Set exercise:
Starting at the line that contains "of the pale" and ending with the final line of the material below, recast those lines alone as a numbered list, leaving out any blank lines.

Given records:
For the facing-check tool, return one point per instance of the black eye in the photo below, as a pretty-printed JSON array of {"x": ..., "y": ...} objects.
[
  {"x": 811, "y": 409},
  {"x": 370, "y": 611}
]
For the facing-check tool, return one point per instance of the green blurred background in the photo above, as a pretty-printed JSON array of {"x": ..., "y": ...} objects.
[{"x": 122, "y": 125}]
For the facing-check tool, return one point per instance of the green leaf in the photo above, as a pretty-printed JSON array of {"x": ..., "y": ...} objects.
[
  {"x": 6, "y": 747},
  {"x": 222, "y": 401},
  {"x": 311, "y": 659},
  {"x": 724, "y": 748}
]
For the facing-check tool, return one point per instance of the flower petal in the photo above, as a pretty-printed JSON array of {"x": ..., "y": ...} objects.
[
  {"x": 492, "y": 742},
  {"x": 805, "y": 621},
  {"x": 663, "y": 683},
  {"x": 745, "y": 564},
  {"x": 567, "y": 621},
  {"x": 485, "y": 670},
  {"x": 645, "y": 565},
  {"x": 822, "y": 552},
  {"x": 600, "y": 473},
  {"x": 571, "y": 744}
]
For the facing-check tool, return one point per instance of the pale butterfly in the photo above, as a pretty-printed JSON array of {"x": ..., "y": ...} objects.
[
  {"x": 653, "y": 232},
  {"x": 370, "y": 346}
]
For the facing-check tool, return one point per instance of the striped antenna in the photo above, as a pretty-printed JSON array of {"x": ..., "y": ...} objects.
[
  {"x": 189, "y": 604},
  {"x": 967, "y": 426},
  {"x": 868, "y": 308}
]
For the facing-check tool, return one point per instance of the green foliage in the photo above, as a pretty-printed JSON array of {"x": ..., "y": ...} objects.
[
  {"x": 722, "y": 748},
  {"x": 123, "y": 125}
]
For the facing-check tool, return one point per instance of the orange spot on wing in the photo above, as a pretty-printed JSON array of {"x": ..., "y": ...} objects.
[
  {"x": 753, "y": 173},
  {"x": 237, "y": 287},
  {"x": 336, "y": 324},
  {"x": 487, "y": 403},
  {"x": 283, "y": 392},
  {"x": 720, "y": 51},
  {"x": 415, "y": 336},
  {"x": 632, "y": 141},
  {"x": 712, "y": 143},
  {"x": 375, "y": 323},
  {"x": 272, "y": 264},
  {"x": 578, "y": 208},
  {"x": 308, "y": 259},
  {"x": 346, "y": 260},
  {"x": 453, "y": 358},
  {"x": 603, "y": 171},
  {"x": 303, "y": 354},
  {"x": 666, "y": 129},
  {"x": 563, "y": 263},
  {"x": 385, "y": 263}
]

Output:
1. For the facing-check tool, return one point per instance of the pale butterfly in the photo above, as a pretty-printed JSON array of {"x": ..., "y": ...} objects.
2. [
3.   {"x": 653, "y": 232},
4.   {"x": 370, "y": 346}
5. ]
6. For the facing-check tool, return one point per instance of the striped antenna in the photo above, as a pretty-printed JSON array of {"x": ..., "y": ...} objects.
7. [
8.   {"x": 189, "y": 604},
9.   {"x": 967, "y": 426},
10.   {"x": 868, "y": 308}
11. ]
12. For the facing-check tool, return one point per instance of the green foliage in the photo above, as a pretty-printed JSON array of {"x": ..., "y": ...} objects.
13. [
14.   {"x": 722, "y": 748},
15.   {"x": 123, "y": 125}
16. ]
17. For the facing-check tool, return one point per instance of the orange spot on wing in the photo above, as a pretty-printed JSON array of {"x": ..., "y": ...} objects.
18. [
19.   {"x": 753, "y": 173},
20.   {"x": 237, "y": 287},
21.   {"x": 336, "y": 324},
22.   {"x": 487, "y": 403},
23.   {"x": 283, "y": 392},
24.   {"x": 720, "y": 51},
25.   {"x": 415, "y": 336},
26.   {"x": 632, "y": 141},
27.   {"x": 712, "y": 143},
28.   {"x": 375, "y": 323},
29.   {"x": 272, "y": 264},
30.   {"x": 578, "y": 208},
31.   {"x": 308, "y": 259},
32.   {"x": 346, "y": 260},
33.   {"x": 453, "y": 358},
34.   {"x": 603, "y": 171},
35.   {"x": 303, "y": 354},
36.   {"x": 666, "y": 129},
37.   {"x": 563, "y": 263},
38.   {"x": 385, "y": 263}
39. ]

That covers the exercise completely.